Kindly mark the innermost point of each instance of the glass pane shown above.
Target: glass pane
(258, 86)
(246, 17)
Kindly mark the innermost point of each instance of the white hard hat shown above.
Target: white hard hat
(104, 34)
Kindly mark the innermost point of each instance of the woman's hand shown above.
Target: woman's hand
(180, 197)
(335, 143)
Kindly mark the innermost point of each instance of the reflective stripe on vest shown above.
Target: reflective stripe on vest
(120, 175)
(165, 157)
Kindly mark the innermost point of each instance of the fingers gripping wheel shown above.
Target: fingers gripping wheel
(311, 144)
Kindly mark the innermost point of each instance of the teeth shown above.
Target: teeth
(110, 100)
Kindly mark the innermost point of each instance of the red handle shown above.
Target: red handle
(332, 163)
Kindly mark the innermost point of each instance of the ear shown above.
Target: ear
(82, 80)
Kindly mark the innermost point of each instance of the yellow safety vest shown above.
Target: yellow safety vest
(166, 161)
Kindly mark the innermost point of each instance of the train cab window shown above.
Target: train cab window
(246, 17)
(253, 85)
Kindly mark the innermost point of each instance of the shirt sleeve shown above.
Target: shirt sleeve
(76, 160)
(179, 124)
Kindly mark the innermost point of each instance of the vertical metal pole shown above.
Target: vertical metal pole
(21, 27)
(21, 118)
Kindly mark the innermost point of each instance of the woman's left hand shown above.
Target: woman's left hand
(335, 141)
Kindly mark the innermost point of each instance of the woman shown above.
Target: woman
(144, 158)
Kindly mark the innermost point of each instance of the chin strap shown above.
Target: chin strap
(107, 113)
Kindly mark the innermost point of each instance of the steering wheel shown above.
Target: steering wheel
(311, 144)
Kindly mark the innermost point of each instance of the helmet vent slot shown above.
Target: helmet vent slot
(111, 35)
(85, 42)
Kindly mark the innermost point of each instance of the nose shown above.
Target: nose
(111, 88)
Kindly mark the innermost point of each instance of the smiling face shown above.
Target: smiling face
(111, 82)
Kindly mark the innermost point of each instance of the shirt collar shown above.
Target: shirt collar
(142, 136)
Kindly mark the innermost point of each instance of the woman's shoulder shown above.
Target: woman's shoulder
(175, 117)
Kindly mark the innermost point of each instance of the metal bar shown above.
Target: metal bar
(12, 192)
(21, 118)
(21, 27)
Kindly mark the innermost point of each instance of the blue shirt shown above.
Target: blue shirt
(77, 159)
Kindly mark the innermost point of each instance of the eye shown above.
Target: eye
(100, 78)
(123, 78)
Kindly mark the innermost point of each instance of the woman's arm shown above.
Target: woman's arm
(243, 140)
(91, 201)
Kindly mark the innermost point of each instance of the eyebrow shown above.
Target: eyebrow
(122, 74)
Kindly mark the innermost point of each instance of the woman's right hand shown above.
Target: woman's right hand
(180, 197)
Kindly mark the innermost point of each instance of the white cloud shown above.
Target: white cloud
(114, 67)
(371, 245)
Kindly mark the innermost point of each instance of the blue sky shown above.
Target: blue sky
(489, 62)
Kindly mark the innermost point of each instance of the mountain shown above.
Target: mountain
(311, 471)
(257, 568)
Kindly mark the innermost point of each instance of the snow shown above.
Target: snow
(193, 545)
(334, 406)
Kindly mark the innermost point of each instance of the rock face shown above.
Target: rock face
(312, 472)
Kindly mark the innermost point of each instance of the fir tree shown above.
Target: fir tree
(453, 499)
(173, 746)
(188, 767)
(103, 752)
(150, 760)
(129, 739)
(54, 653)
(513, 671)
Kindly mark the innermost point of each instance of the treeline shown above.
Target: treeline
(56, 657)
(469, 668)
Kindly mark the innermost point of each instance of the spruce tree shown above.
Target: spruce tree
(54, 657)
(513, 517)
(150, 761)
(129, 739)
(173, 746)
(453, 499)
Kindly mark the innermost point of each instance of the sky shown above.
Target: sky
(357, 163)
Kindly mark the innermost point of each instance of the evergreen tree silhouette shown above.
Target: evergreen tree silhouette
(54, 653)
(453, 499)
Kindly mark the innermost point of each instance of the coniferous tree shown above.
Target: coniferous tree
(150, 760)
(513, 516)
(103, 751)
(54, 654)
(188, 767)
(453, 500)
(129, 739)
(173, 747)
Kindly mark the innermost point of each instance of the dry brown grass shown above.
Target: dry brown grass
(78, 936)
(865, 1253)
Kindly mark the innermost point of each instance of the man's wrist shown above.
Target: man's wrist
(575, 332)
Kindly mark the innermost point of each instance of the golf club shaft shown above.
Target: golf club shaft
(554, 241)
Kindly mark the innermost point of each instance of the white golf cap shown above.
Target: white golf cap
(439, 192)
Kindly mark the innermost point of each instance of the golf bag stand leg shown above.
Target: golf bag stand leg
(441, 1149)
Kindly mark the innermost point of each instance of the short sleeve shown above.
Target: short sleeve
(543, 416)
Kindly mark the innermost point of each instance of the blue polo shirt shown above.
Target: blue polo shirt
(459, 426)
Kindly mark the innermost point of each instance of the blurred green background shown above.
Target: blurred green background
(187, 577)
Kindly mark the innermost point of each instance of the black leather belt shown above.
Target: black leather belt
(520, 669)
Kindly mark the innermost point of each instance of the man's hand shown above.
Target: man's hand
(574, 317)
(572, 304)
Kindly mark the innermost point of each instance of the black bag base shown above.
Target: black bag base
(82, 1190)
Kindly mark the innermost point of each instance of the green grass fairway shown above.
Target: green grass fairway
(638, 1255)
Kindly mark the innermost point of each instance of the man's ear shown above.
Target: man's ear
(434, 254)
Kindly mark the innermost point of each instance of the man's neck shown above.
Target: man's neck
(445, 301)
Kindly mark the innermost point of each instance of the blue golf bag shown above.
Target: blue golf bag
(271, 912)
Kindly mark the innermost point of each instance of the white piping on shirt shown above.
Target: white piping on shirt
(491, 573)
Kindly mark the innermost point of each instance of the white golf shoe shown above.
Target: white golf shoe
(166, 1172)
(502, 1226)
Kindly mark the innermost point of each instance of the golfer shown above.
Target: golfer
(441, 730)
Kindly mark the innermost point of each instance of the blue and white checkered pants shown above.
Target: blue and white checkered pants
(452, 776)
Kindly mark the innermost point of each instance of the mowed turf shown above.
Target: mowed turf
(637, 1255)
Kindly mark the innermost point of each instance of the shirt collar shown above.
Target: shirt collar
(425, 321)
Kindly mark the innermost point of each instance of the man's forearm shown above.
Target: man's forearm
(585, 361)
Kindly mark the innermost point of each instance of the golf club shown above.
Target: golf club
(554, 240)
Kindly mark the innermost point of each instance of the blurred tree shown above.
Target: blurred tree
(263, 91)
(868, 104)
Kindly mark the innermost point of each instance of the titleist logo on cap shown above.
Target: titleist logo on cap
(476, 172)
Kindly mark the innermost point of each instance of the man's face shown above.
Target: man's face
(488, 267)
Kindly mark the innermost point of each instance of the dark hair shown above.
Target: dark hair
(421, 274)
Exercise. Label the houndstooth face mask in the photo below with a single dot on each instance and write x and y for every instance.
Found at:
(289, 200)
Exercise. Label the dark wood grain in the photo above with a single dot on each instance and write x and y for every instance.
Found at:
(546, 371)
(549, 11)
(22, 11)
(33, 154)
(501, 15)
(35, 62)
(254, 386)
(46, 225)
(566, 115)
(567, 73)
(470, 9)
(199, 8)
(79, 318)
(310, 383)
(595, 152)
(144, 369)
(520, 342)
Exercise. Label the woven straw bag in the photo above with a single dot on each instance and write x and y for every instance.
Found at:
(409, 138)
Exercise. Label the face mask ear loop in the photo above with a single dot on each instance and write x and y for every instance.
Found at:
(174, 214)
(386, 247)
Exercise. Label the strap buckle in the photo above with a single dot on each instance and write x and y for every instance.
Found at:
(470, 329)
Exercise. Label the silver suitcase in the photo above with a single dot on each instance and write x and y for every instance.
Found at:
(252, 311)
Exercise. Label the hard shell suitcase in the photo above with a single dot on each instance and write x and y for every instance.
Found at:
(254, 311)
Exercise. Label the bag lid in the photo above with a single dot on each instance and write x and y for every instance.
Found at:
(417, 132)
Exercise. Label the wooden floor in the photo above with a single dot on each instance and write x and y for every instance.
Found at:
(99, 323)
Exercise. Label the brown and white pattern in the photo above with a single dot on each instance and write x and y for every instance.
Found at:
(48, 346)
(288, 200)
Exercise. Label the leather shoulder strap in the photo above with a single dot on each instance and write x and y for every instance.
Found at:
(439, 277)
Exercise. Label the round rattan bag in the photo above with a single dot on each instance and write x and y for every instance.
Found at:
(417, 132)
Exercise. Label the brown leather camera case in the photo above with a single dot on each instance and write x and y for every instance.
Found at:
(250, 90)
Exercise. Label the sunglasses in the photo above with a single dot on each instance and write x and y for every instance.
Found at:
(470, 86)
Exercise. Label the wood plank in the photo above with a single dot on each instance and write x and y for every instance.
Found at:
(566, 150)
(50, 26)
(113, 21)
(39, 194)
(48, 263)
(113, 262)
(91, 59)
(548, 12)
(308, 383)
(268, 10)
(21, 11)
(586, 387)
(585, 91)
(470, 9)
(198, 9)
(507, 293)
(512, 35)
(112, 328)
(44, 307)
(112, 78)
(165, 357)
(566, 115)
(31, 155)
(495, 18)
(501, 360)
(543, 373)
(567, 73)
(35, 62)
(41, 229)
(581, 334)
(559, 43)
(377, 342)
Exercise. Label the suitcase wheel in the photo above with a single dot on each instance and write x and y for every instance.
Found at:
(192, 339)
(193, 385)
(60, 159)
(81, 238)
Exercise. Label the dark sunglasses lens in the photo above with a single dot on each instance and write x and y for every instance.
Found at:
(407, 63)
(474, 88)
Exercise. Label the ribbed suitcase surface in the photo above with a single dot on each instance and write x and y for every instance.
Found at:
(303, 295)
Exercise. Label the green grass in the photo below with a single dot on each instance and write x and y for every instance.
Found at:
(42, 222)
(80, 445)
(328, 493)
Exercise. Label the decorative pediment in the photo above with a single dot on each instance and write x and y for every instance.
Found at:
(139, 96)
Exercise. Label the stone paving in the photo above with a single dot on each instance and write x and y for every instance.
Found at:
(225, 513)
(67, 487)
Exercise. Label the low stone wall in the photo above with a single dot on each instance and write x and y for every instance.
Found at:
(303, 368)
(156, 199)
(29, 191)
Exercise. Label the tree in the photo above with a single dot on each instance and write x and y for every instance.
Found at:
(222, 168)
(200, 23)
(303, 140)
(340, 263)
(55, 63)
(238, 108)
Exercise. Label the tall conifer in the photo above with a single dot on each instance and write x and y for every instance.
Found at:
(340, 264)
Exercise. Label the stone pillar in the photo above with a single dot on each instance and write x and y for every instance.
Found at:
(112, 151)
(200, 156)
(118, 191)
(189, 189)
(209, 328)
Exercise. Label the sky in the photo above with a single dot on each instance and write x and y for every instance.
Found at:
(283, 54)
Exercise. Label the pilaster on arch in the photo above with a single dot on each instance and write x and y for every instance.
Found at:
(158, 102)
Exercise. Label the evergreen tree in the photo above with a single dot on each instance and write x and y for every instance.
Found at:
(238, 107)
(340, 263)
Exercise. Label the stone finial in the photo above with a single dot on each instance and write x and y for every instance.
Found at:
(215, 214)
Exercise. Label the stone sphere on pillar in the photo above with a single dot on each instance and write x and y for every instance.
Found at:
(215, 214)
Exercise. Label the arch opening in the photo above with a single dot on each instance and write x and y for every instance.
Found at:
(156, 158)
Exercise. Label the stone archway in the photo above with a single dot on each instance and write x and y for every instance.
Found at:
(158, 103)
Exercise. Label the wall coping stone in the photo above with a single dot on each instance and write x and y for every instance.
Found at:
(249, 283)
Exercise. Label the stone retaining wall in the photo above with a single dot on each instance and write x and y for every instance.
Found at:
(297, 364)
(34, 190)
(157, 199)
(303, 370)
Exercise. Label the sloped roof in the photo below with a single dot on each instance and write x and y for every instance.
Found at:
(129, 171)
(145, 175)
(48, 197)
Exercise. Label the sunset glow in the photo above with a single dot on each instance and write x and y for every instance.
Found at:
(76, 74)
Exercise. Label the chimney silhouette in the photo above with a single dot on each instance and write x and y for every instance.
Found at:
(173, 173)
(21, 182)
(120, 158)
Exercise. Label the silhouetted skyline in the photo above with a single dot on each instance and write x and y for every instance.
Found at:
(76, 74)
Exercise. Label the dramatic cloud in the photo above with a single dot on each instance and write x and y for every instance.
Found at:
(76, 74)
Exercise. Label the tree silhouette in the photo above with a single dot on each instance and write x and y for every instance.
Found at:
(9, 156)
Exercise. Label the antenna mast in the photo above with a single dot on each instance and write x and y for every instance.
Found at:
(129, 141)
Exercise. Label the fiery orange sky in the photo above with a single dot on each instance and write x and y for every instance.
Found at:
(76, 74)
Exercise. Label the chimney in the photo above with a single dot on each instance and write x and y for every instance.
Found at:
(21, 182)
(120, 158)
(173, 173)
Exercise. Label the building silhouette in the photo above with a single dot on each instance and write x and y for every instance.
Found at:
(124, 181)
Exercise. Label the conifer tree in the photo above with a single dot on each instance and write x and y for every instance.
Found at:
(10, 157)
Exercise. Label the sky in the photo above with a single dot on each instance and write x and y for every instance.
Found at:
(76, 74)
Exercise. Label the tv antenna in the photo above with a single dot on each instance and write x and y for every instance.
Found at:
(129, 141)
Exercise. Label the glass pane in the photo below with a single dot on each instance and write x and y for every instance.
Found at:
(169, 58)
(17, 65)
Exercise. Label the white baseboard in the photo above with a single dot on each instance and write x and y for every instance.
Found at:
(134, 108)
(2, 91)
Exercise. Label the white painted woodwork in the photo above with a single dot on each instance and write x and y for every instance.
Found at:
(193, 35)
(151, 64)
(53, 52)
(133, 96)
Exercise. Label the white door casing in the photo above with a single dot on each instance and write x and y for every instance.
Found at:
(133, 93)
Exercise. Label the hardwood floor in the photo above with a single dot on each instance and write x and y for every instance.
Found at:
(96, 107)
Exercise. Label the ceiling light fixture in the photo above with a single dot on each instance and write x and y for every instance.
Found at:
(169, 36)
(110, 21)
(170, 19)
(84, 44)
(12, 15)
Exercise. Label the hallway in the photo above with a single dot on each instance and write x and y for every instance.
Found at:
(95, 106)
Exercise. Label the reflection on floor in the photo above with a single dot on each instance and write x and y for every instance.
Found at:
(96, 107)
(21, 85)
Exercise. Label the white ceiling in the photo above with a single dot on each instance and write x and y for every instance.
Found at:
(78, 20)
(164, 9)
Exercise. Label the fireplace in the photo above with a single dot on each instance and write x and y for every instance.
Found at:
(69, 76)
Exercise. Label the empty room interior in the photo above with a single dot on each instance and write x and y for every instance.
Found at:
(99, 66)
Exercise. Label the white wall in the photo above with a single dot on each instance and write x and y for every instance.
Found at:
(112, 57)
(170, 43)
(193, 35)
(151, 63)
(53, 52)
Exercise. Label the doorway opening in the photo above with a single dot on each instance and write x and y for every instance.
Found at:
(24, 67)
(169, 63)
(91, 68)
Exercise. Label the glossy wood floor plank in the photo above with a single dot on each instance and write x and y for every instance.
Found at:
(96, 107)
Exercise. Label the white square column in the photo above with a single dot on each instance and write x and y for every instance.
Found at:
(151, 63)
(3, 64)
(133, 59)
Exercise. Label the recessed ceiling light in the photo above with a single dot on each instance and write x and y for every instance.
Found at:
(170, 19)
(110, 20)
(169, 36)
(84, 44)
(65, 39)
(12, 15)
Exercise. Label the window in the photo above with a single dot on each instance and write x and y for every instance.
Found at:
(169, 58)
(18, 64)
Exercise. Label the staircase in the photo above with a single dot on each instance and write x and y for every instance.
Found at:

★ ★ ★ ★

PROBLEM REQUIREMENTS:
One line contains "Exercise. Label the staircase". Return that line and every later line through the end of the listing above, exactly, and nothing else.

SOLUTION TO THE PROBLEM:
Exercise. Label the staircase in the photo above with a single dot on each instance and write x and y for every instance.
Found at:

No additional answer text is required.